[Excerpts from a dataset on pointing at objects]
= = = = = = =
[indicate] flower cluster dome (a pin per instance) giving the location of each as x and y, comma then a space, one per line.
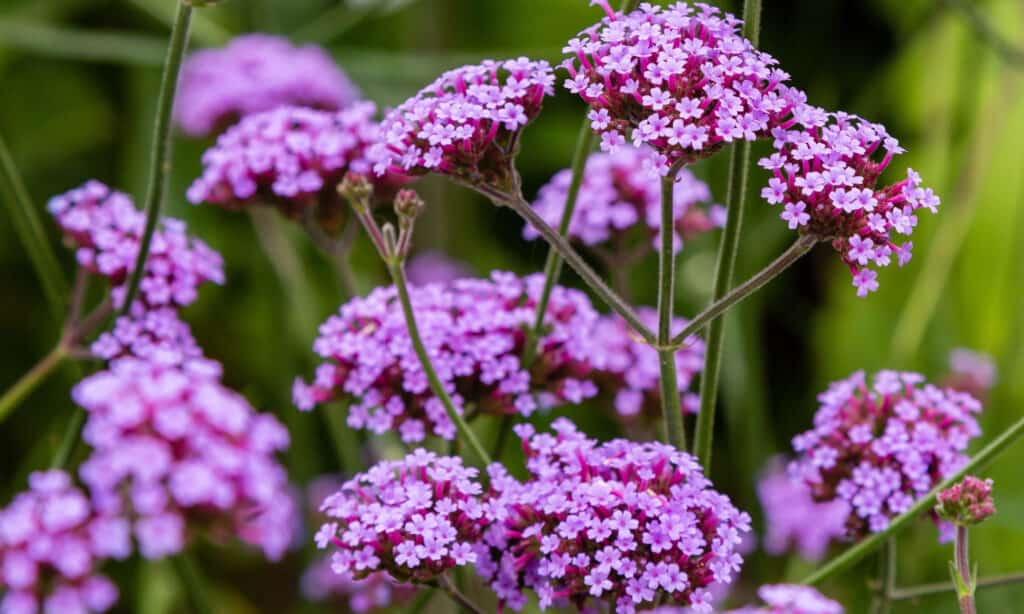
474, 331
52, 542
107, 231
252, 74
174, 448
881, 445
621, 523
679, 79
= = = = = = =
◆ **Task prompt**: Copy out all of the lines above word for word, omitting the picture.

◆ **Reply to the exercise**:
[indicate] flower cluster dome (a pin per instance) giving the location of each as x and y, comma then a space, one per line.
474, 331
52, 542
107, 231
252, 74
174, 448
881, 445
621, 523
679, 79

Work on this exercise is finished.